┌──

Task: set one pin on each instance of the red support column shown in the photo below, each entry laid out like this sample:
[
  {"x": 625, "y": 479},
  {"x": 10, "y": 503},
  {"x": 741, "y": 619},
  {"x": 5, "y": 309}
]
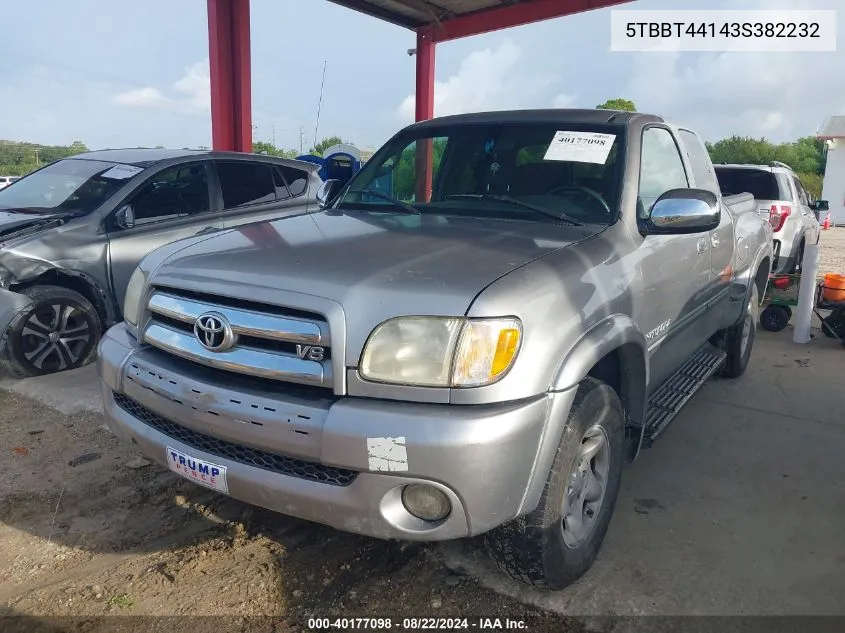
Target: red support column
[
  {"x": 231, "y": 86},
  {"x": 424, "y": 109}
]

└──

**Direction:** Repeat every one of the lines above word for word, leaving the picture out.

**Answer:**
Task: set one pin on each instance of the red support column shown in the photo below, each entry laid out like this sample:
[
  {"x": 625, "y": 479},
  {"x": 10, "y": 503},
  {"x": 741, "y": 619},
  {"x": 5, "y": 309}
]
Target: red support column
[
  {"x": 231, "y": 86},
  {"x": 424, "y": 109}
]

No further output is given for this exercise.